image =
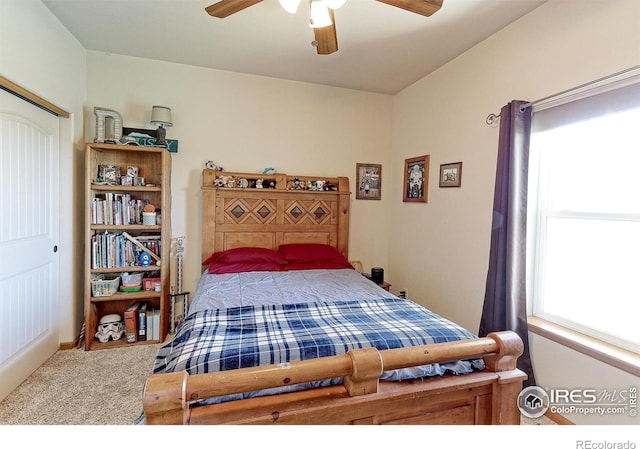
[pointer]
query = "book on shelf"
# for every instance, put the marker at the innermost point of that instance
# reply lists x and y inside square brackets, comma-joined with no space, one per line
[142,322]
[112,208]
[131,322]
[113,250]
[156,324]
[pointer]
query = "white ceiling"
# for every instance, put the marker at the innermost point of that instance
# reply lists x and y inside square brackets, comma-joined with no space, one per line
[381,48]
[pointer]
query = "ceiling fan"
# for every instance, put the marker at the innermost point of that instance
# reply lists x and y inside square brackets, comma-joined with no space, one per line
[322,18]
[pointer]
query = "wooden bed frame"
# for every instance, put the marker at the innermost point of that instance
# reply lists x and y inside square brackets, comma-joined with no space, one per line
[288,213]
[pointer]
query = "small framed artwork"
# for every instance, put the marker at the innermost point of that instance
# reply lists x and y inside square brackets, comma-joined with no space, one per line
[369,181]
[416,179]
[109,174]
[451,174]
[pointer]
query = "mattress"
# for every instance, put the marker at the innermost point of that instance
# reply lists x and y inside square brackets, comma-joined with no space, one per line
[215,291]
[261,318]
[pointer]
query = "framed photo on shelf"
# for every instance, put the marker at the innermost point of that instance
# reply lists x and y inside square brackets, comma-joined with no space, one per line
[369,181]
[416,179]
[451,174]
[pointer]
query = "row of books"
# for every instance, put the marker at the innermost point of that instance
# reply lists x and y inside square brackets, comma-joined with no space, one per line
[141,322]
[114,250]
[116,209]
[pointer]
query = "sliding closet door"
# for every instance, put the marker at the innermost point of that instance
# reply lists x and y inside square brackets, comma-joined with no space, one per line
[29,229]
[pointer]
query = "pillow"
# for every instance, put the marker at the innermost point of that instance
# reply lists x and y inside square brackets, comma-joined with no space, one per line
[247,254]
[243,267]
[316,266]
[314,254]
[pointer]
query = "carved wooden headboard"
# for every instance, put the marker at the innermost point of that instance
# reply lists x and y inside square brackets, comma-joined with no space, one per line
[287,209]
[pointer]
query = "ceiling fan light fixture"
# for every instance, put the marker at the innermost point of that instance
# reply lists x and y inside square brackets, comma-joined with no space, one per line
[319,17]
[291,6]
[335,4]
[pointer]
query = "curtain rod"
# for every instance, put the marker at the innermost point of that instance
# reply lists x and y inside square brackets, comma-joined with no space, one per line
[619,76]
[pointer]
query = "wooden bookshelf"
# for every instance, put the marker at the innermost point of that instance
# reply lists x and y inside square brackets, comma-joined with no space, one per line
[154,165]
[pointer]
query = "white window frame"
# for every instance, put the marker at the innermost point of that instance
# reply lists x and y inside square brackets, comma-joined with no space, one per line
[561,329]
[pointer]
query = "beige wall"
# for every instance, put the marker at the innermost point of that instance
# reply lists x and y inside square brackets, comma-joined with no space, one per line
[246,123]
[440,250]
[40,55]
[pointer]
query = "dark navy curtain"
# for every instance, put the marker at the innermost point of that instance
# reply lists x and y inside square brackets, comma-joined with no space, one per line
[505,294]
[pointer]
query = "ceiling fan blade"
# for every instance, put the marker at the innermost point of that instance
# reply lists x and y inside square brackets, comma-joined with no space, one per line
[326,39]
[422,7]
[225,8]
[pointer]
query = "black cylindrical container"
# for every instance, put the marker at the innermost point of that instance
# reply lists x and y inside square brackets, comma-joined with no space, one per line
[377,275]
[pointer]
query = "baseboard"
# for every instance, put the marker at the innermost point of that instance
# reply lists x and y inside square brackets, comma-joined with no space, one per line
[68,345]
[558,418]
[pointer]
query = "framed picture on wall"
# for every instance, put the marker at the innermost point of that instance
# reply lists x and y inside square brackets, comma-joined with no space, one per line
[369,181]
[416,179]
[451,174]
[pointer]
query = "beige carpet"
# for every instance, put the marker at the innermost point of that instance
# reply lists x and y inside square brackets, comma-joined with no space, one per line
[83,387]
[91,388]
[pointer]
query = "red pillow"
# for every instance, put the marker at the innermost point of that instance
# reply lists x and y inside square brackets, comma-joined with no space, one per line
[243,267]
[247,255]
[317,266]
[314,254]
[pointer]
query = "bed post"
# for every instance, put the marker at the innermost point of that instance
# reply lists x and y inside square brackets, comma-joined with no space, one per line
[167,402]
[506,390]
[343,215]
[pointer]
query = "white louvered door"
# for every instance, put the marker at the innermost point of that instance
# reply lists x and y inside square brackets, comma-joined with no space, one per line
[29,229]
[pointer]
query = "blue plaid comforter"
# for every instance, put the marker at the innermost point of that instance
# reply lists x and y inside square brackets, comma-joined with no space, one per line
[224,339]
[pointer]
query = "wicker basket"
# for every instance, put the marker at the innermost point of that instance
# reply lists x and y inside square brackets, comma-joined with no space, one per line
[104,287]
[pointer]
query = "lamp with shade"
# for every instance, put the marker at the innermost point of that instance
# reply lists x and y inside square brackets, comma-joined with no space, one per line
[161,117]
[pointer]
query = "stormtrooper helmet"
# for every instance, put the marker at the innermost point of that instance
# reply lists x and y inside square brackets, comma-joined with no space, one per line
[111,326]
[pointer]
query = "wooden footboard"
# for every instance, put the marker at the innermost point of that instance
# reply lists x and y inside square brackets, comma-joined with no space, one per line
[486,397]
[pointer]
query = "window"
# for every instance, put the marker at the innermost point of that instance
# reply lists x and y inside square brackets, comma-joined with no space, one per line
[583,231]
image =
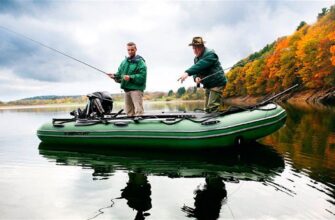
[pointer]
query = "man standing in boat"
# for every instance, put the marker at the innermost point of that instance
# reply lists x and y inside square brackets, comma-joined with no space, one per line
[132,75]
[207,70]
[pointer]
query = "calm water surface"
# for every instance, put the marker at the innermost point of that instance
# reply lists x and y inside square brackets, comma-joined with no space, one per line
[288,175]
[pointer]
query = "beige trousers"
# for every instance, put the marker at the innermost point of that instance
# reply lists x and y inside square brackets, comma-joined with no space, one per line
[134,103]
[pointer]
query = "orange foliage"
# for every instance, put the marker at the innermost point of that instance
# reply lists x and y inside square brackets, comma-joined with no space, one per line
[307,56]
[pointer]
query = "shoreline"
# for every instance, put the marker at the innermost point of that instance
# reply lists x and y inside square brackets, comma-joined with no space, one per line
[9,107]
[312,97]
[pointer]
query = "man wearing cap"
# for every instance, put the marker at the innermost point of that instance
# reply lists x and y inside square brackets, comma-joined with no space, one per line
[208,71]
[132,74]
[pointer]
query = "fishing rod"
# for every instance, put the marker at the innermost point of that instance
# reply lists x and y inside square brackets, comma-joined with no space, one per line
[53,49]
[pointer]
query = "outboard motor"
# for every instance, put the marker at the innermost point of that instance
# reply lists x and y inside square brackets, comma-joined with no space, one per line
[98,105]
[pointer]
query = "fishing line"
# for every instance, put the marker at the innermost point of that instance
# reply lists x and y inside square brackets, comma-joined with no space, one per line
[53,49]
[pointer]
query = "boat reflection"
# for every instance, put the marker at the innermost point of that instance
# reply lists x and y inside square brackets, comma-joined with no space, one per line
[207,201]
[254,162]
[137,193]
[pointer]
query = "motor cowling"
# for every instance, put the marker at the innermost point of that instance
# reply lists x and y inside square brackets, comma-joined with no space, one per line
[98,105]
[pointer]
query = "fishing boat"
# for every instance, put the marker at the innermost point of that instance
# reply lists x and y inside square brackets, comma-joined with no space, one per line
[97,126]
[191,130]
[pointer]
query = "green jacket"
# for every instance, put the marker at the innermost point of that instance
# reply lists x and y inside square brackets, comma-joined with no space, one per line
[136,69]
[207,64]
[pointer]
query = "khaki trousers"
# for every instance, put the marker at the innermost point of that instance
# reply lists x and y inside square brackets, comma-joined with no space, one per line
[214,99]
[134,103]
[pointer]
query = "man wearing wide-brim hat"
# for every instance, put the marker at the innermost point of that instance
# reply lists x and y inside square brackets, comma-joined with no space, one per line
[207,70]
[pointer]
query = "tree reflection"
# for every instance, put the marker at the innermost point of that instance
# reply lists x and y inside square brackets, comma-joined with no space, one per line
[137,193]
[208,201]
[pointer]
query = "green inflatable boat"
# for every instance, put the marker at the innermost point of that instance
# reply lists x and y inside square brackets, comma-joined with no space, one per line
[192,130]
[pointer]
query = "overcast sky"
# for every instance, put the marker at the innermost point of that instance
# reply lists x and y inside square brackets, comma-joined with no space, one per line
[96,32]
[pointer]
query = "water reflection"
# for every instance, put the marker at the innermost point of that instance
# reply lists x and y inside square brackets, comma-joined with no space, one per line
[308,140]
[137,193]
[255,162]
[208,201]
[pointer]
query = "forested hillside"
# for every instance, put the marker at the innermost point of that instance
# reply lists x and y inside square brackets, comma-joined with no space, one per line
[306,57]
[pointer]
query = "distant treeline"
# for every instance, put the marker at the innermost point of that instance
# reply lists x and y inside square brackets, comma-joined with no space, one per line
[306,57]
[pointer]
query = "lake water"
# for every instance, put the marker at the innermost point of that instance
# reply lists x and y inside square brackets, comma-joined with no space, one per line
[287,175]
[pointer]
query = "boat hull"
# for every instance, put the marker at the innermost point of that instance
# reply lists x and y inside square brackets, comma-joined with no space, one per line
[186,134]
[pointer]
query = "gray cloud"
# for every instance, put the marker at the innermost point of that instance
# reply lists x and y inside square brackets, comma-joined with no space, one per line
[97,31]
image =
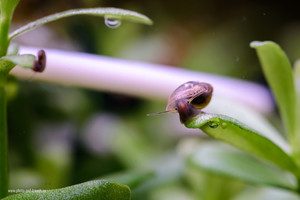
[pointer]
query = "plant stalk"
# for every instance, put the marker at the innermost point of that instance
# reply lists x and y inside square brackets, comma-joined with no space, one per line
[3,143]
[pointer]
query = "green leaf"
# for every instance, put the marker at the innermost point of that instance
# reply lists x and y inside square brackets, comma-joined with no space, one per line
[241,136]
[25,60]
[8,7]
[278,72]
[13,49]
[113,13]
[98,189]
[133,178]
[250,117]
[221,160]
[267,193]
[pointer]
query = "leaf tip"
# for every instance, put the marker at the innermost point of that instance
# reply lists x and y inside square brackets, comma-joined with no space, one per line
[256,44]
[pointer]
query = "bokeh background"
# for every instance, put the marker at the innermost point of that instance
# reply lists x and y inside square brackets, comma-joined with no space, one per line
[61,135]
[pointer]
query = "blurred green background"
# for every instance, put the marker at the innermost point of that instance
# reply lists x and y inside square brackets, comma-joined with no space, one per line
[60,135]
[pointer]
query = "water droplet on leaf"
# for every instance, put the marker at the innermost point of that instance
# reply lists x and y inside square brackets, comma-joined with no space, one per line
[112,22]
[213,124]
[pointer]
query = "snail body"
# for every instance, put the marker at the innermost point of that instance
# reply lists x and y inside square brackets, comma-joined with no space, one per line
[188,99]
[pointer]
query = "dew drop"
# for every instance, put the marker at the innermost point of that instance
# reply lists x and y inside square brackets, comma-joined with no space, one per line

---

* _TO DO_:
Pick out each line of the rows above that contains the word "door".

* _RESPONSE BELOW_:
query = "sliding closet door"
query = "white louvered door"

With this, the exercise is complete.